- _What you should do_: Copy every line of the records below without altering a single character.

Records from a data source
-------
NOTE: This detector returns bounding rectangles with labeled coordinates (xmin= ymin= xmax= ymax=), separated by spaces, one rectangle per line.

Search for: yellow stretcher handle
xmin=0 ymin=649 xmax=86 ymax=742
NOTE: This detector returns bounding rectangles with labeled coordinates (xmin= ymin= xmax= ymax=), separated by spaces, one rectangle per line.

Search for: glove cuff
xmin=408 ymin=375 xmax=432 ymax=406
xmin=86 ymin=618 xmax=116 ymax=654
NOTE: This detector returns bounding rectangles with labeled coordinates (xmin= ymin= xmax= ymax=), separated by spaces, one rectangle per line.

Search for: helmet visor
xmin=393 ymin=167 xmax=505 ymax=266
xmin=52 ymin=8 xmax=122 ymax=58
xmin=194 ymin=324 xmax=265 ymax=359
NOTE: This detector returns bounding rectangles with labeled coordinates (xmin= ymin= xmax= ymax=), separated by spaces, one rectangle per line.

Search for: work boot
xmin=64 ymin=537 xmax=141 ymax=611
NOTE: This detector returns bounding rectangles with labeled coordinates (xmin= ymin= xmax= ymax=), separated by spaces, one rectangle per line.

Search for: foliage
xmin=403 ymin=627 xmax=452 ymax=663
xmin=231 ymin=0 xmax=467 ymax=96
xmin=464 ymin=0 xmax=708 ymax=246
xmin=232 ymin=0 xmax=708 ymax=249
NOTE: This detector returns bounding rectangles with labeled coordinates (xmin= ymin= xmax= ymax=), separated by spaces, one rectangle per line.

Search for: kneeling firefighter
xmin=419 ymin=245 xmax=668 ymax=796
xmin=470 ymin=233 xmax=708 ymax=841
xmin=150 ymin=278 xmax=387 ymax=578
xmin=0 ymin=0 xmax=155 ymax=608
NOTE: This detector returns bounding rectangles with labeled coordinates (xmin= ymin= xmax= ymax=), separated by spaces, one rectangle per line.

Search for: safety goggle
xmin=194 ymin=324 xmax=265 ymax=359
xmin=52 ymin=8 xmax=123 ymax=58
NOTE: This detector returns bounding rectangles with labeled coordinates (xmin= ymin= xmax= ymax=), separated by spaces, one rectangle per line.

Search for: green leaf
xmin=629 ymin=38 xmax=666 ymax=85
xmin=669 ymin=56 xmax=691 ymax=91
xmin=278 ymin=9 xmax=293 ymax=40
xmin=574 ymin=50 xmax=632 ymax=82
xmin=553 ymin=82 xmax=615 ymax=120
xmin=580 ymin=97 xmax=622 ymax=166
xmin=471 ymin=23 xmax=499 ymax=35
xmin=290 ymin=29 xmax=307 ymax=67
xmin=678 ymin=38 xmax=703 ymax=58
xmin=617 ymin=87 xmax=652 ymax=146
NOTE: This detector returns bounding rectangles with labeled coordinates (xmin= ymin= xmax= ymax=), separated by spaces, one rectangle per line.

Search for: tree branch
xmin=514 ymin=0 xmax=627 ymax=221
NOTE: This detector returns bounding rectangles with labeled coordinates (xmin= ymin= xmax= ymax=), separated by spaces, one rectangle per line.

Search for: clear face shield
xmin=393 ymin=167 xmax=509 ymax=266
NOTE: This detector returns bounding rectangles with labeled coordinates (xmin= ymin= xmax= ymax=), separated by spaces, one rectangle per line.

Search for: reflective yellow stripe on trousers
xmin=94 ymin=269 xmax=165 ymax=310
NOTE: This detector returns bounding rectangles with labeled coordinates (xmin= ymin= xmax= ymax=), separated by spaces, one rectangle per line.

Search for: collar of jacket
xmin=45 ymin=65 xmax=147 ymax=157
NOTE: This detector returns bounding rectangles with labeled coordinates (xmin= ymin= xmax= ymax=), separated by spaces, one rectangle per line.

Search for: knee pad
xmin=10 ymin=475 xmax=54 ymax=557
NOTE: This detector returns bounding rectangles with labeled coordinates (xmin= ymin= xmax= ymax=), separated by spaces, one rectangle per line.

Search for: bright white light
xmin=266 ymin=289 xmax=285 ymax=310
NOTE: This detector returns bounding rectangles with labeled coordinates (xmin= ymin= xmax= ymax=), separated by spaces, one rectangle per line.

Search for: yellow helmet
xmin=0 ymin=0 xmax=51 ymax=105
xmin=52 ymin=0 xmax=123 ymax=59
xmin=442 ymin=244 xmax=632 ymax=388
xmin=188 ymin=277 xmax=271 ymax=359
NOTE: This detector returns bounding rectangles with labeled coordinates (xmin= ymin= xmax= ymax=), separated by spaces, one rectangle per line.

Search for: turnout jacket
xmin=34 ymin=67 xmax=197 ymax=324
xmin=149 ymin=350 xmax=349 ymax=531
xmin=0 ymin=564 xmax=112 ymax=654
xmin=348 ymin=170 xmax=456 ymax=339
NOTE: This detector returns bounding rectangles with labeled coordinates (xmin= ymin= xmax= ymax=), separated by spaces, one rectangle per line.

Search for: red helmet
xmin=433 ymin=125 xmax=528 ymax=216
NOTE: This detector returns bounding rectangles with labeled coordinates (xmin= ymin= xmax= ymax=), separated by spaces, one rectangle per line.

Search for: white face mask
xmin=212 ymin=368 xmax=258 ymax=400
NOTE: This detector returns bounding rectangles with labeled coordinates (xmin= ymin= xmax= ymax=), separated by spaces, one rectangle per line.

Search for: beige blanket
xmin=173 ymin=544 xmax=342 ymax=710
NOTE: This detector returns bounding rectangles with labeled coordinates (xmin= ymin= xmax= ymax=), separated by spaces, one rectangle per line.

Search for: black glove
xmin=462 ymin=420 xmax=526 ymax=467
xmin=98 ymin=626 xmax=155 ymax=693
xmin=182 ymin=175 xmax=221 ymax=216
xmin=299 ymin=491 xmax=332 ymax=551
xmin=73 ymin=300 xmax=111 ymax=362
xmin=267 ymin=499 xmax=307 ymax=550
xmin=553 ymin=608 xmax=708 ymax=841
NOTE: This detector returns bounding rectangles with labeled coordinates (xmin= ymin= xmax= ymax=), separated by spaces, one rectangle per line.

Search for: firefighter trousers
-------
- _Task result_:
NOTE: This detector returns bounding rectangles with labeled coordinates (xmin= ymin= xmax= ymax=), separated by spaces, one rectangle per line.

Search for: yellow stretcher handle
xmin=0 ymin=649 xmax=86 ymax=742
NOTE: This detector returns bounding rectangles with labeled coordinates (xmin= ymin= xmax= ymax=), separated by spaces, one rectangle per line.

Search for: glove cuff
xmin=408 ymin=375 xmax=432 ymax=406
xmin=86 ymin=618 xmax=116 ymax=654
NOTE: This detector returns bounding rectangles with labeled coordinates (xmin= ymin= xmax= ymax=), separated by spaces, one rectangle per line.

Search for: helmet visor
xmin=393 ymin=167 xmax=505 ymax=266
xmin=52 ymin=8 xmax=122 ymax=58
xmin=194 ymin=324 xmax=265 ymax=359
NOTE: This detector returns bounding rectangles with labeled coordinates (xmin= ymin= xmax= ymax=), separated by spaces, one rectangle per line.

Search for: work boot
xmin=64 ymin=537 xmax=141 ymax=611
NOTE: This detector returns bounding rectangles with labeled coordinates (xmin= ymin= xmax= ymax=), separated by spaces, one rectangle per line.

Search for: foliage
xmin=403 ymin=627 xmax=452 ymax=663
xmin=231 ymin=0 xmax=467 ymax=96
xmin=464 ymin=0 xmax=708 ymax=246
xmin=232 ymin=0 xmax=708 ymax=249
NOTE: This detector returns bounding rectangles with labeled coordinates (xmin= ymin= xmax= ymax=), separated by spaces, one rectangle per line.

Search for: kneeling firefighter
xmin=419 ymin=245 xmax=668 ymax=796
xmin=470 ymin=233 xmax=708 ymax=841
xmin=150 ymin=278 xmax=387 ymax=578
xmin=0 ymin=0 xmax=155 ymax=608
NOTE: This detector returns bounding rectangles with labeled coordinates (xmin= ymin= xmax= ymax=), separated by spaces, one rectangle per line.

Search for: safety goggle
xmin=194 ymin=324 xmax=265 ymax=359
xmin=52 ymin=8 xmax=123 ymax=58
NOTE: This detector returns bounding rectangles with labeled coordinates (xmin= ymin= xmax= ymax=), separated by spaces, one rectangle per line.

Search for: green leaf
xmin=629 ymin=38 xmax=666 ymax=85
xmin=669 ymin=56 xmax=691 ymax=91
xmin=278 ymin=9 xmax=293 ymax=40
xmin=574 ymin=50 xmax=632 ymax=82
xmin=553 ymin=82 xmax=615 ymax=120
xmin=580 ymin=97 xmax=622 ymax=166
xmin=471 ymin=23 xmax=499 ymax=35
xmin=290 ymin=29 xmax=307 ymax=67
xmin=678 ymin=38 xmax=703 ymax=58
xmin=617 ymin=87 xmax=652 ymax=146
NOTE: This detector returns bounding rectangles with labeled coordinates (xmin= ymin= xmax= ymax=), separated by spaces, one rectangle per line.

Search for: tree branch
xmin=514 ymin=0 xmax=627 ymax=221
NOTE: This detector returns bounding rectangles with labeled coordinates (xmin= ymin= xmax= ymax=), separated by spaces, one rectangle per line.

Search for: clear face shield
xmin=393 ymin=167 xmax=509 ymax=266
NOTE: This detector returns bounding rectangles with labeled coordinates (xmin= ymin= xmax= ymax=), separated by spaces, one rectangle per line.

Search for: reflective yellow stripe on trousers
xmin=94 ymin=269 xmax=165 ymax=310
NOTE: This detector returns bounding rectangles with labeled coordinates (xmin= ymin= xmax= ymax=), separated by spaces, one rectangle per line.

Search for: collar of jacket
xmin=45 ymin=65 xmax=147 ymax=157
NOTE: This detector returns bounding rectangles with labeled coordinates (xmin= ymin= xmax= ymax=), separated by spaces, one rectangle per line.

Search for: knee pad
xmin=10 ymin=475 xmax=54 ymax=557
NOTE: This detector returns bounding rectangles with labeled coordinates (xmin= ymin= xmax= ymax=), separated by spaces, one rectangle per line.

Search for: bright white light
xmin=266 ymin=289 xmax=285 ymax=310
NOTE: This detector returns bounding rectangles with labeled coordinates (xmin= ymin= xmax= ymax=), separated by spaces, one rectangle per line.

Search for: yellow helmet
xmin=0 ymin=0 xmax=51 ymax=105
xmin=52 ymin=0 xmax=123 ymax=59
xmin=442 ymin=244 xmax=632 ymax=388
xmin=188 ymin=277 xmax=271 ymax=359
NOTE: This detector returns bounding rectangles with labeled coordinates (xmin= ymin= xmax= ymax=), separated by spaces, one rectangle per line.

Search for: turnout jacket
xmin=34 ymin=67 xmax=197 ymax=324
xmin=149 ymin=350 xmax=349 ymax=531
xmin=0 ymin=564 xmax=112 ymax=654
xmin=348 ymin=170 xmax=456 ymax=339
NOTE: This detector returns bounding rectangles with labeled coordinates (xmin= ymin= xmax= ymax=), separated by spaces, one rectangle per line.

Search for: red helmet
xmin=433 ymin=125 xmax=528 ymax=216
NOTE: This detector returns bounding rectangles with labeled coordinates (xmin= ymin= xmax= ymax=), separated by spaces, one rectangle per line.

Search for: white face mask
xmin=212 ymin=368 xmax=258 ymax=400
NOTE: This detector returns bounding rectangles with labeled coordinates (xmin= ymin= xmax= ymax=), separated by spaces, one rectangle per line.

Search for: beige blanket
xmin=173 ymin=544 xmax=342 ymax=710
NOTE: This detector returns bounding rectangles with labeled coordinates (xmin= ymin= xmax= ymax=), separated by spaces, one rectangle per line.

Search for: black glove
xmin=462 ymin=420 xmax=526 ymax=467
xmin=98 ymin=626 xmax=155 ymax=693
xmin=182 ymin=175 xmax=221 ymax=216
xmin=299 ymin=491 xmax=332 ymax=551
xmin=73 ymin=300 xmax=111 ymax=362
xmin=267 ymin=499 xmax=307 ymax=550
xmin=553 ymin=608 xmax=708 ymax=841
NOTE: This detector returns bounding rectangles with labeled coordinates (xmin= ymin= xmax= ymax=), separated by spaces, one rectangle per line.

Search for: firefighter trousers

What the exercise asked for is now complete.